This command will be used throughout the examples to show at a surface level if the job and tasks ran. To thoroughly check job status you need to look at the output file.

Examples

Below I provide 3 unique examples of running code using a normal session. These are the most common job types you will run when using a normal session. Each example is executing the same code but utilizing the cluster in different ways. Therefore, the code is not exactly the same but the results should all be the same assuming the same seed is specified across the methods. I’ve adapted the example code provided in the Advanced Topics for Interactive Sessions blog post.

You can download the code and sample output files used below here.

Example 1: Classic Batch Job

This example runs the code provided below as 100 separate jobs in a normal session. After sshing onto scisub run the following:

R Code

This code is given through the zipped file above in ‘normal_session_examples/normal_example1/normal_example1.R’. Change the paths in the code to match those related to your machine. Use a transfer client and put this file on the cluster. Note, you should specify the file paths to where you put the script and would like to save output on the cluster.

For simplicity, I’ve provided the code below to explain some special characteristics of the code related to a batch job.

library(lme4)
library(parallel)

normal_example1 <- function(i, wd = '/project/taki3/amv/cluster/') {
  message('Number of cores detected ', Sys.getenv('LSB_DJOB_NUMPROC'))

### WHAT TO DO:
In the page on running cluster jobs, how many separate jobs does Example 1 run the code as?

### GIVEN ENTRIES:
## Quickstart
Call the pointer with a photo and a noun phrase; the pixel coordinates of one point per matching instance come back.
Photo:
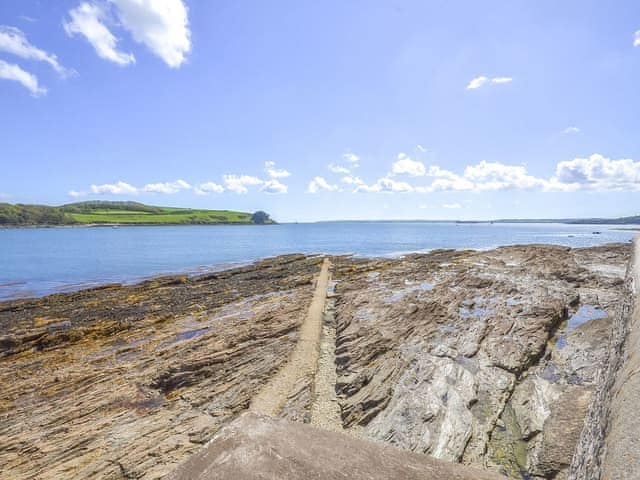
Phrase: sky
(345, 109)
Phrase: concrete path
(304, 359)
(622, 445)
(325, 410)
(264, 448)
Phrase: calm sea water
(36, 262)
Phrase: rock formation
(485, 358)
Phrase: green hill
(121, 213)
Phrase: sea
(41, 261)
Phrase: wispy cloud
(405, 165)
(14, 42)
(13, 72)
(162, 26)
(208, 188)
(239, 183)
(167, 188)
(274, 187)
(273, 172)
(594, 173)
(87, 19)
(480, 81)
(351, 158)
(338, 168)
(319, 184)
(386, 185)
(352, 180)
(118, 188)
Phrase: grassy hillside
(121, 213)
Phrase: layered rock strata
(486, 358)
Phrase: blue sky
(325, 110)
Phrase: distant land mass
(121, 213)
(633, 220)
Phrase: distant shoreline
(118, 225)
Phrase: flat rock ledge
(257, 447)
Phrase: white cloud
(497, 176)
(351, 157)
(599, 173)
(119, 188)
(208, 188)
(167, 188)
(477, 82)
(338, 168)
(500, 80)
(351, 180)
(318, 184)
(404, 165)
(11, 71)
(446, 180)
(14, 41)
(273, 172)
(480, 81)
(87, 19)
(274, 187)
(239, 183)
(386, 185)
(161, 25)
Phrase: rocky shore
(484, 358)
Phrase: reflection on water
(584, 314)
(39, 261)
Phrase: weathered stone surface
(144, 375)
(473, 356)
(260, 448)
(621, 453)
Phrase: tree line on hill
(44, 215)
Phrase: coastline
(422, 330)
(118, 225)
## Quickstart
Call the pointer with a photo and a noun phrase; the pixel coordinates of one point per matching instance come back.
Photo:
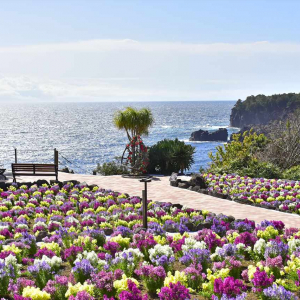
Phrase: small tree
(170, 156)
(240, 155)
(135, 123)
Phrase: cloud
(125, 70)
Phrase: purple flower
(133, 292)
(195, 257)
(246, 238)
(153, 277)
(82, 270)
(229, 287)
(261, 280)
(278, 292)
(112, 247)
(174, 292)
(83, 295)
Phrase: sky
(148, 50)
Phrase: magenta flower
(174, 292)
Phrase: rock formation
(203, 135)
(261, 109)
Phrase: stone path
(160, 190)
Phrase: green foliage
(292, 173)
(239, 157)
(134, 122)
(269, 103)
(169, 156)
(111, 168)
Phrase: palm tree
(183, 155)
(135, 123)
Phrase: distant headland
(261, 109)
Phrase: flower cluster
(78, 242)
(269, 193)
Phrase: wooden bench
(34, 170)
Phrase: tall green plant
(169, 156)
(135, 123)
(240, 155)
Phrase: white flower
(3, 227)
(260, 246)
(71, 219)
(90, 256)
(22, 226)
(159, 250)
(39, 224)
(53, 262)
(293, 244)
(191, 243)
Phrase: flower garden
(281, 195)
(84, 242)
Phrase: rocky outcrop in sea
(203, 135)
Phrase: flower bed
(268, 193)
(54, 246)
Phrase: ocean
(84, 133)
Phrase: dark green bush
(169, 156)
(111, 168)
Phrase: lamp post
(145, 204)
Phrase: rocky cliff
(261, 109)
(203, 135)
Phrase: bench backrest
(34, 168)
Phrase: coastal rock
(261, 109)
(203, 135)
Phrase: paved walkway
(160, 190)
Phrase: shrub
(240, 157)
(111, 168)
(169, 156)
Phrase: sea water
(84, 133)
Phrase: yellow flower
(35, 293)
(121, 285)
(17, 235)
(123, 242)
(177, 277)
(78, 287)
(160, 240)
(51, 246)
(12, 248)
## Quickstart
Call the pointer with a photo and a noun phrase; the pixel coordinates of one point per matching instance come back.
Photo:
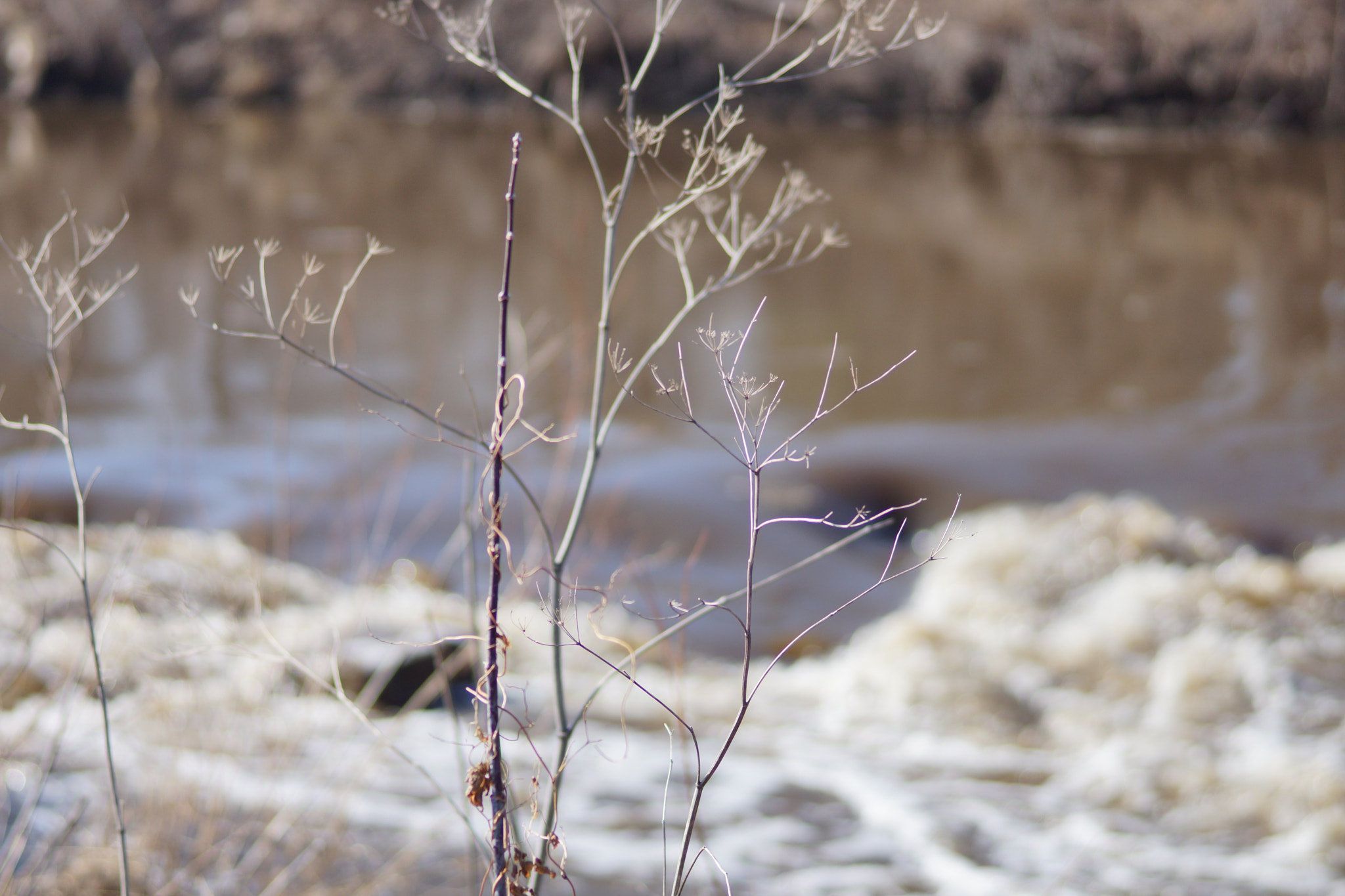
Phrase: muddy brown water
(1090, 309)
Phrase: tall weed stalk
(58, 286)
(701, 196)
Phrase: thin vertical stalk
(499, 830)
(82, 535)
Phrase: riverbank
(1239, 64)
(1093, 698)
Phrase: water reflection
(1090, 310)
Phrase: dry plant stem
(66, 300)
(499, 834)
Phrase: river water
(1093, 696)
(1090, 309)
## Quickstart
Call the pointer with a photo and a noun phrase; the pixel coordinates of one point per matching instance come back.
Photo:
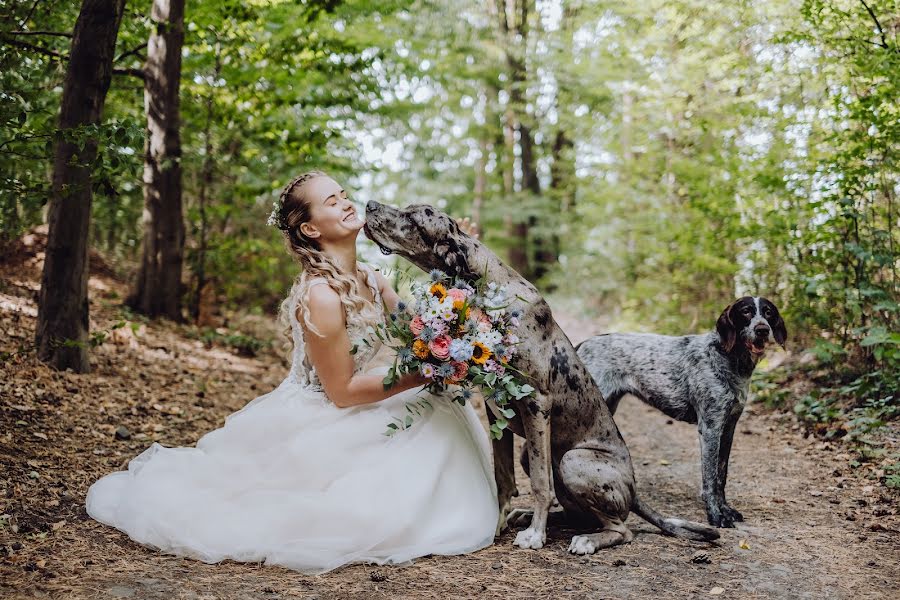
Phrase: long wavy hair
(294, 210)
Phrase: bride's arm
(330, 355)
(391, 299)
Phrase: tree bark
(158, 289)
(63, 314)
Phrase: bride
(303, 476)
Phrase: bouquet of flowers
(459, 335)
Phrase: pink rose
(440, 347)
(416, 325)
(460, 369)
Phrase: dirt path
(815, 528)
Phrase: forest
(644, 164)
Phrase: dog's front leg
(710, 429)
(504, 472)
(724, 457)
(536, 423)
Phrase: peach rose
(440, 347)
(416, 325)
(460, 369)
(457, 294)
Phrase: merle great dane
(573, 446)
(701, 379)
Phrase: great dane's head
(423, 235)
(753, 322)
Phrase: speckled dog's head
(427, 237)
(752, 321)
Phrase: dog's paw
(530, 538)
(582, 544)
(732, 514)
(519, 517)
(720, 520)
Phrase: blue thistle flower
(445, 370)
(460, 350)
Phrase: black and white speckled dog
(701, 379)
(572, 443)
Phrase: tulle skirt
(293, 480)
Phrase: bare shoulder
(325, 310)
(383, 284)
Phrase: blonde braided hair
(291, 211)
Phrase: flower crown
(276, 218)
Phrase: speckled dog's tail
(675, 526)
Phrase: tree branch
(38, 49)
(884, 43)
(56, 33)
(30, 13)
(139, 73)
(133, 52)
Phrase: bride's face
(333, 217)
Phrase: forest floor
(819, 524)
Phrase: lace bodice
(366, 344)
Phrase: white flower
(489, 338)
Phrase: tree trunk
(206, 182)
(158, 289)
(63, 319)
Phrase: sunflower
(438, 291)
(480, 353)
(420, 349)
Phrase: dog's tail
(674, 526)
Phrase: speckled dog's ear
(454, 256)
(726, 329)
(778, 328)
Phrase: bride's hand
(411, 380)
(468, 226)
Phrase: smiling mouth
(368, 232)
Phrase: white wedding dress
(293, 480)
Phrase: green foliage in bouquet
(455, 334)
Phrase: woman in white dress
(303, 476)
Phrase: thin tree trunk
(63, 313)
(480, 180)
(206, 181)
(158, 289)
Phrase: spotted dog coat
(701, 379)
(573, 446)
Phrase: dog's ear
(726, 329)
(453, 255)
(779, 330)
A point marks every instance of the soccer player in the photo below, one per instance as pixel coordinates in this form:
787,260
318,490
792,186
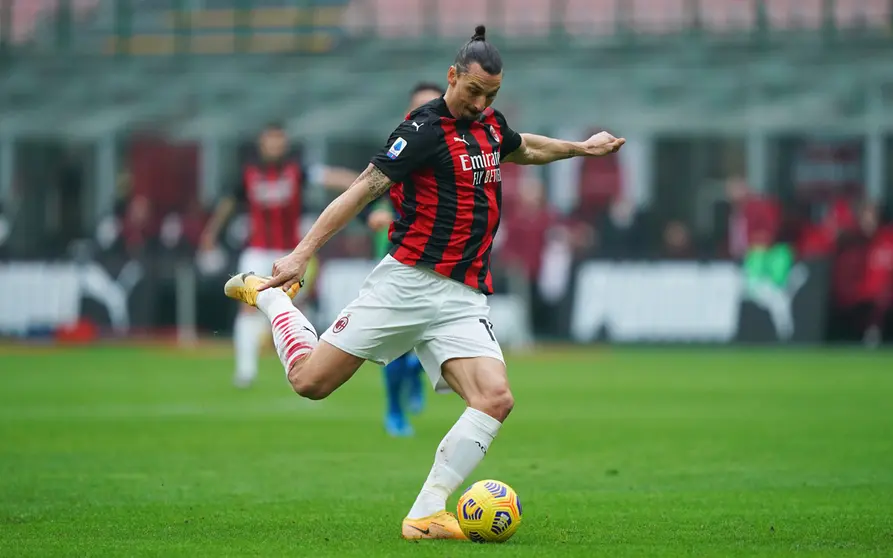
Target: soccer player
272,184
403,375
442,168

### RESULT FOR THIS EXERCISE:
It runs the code as 100 separate jobs in a normal session.